### EXERCISE AIM
Say whether each statement agrees with the article below on transport and the 2032 Games, giving yes or no with the deciding words of the article quoted exactly: (a) Mark Jamieson said the southeast is predicted to grow by an extra two million people in 20 years. (b) Annastacia Palaszczuk said Cross River Rail workers could move straight to building a new Gabba stadium. (c) The state has committed to four new hospitals to be completed before 2030.

Transport key to Olympic gold as Qld population booms
An extra one million people will live in southeast Queensland by the 2032 Games and Olympic success will rise and fall on the state’s ability to move them around, according to one of the mayors who began the quest to get the event to Brisbane.
Sunshine Coast Council Mayor Mark Jamieson (Photo: ABC)
Speaking at a forum in Brisbane on Wednesday, Sunshine Coast Mayor Mark Jamieson said there was “a lot of work to be done” so services in the growing region will be up to the task.
“If we do a good job on transport these Games will always be remembered, if we do a bad job they’ll never be forgotten,” he said.
A growing population has already been highlighted as one of the stresses behind highly inflated rental prices in Brisbane and the Gold and Sunshine Coasts.
Mayor Jamieson said the southeast was predicted to grow by an extra two million in 20 years.
Without investment, “those two million extra people will create gridlock like we’ve never seen”, he said.
Premier Annastacia Palaszczuk said she was confident the state has the workforce necessary to build the Games’ infrastructure amid other government projects.
The Cross River Rail project was “perfectly timed” so workers could move straight to the deconstruction of the Gabba stadium, she said.
“Workforces move around, they are very agile, they move from project to project,” she said.
The state has also committed to $8 billion worth of capital works in the health space, including three new hospitals to be completed before 2030.
An energy plan to significantly increase the state’s renewable output also requires construction workers.

### DATA PROVIDED
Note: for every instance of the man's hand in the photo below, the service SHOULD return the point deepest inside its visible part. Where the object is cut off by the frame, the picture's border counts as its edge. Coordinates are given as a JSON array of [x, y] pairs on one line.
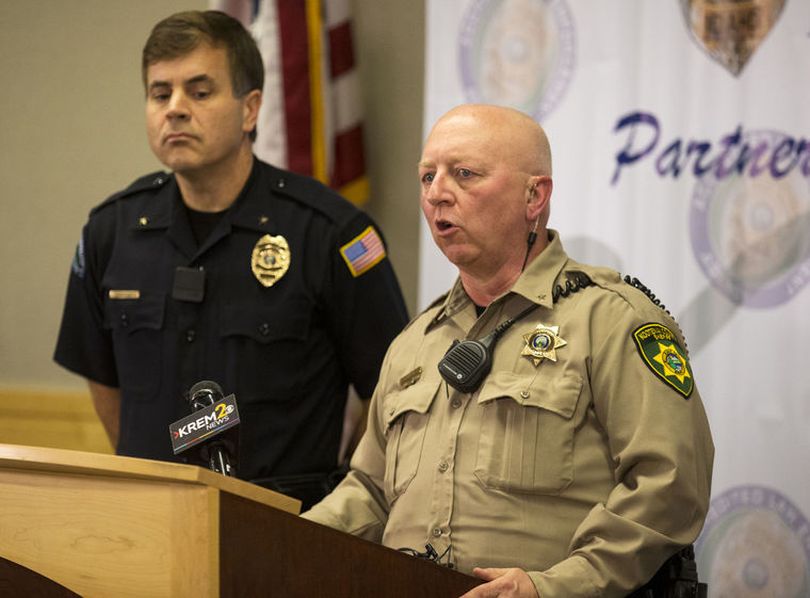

### OUTPUT OF THE EXERCISE
(a) Yes: "the southeast was predicted to grow by an extra two million in 20 years"
(b) No: "workers could move straight to the deconstruction of the Gabba stadium"
(c) No: "including three new hospitals to be completed before 2030"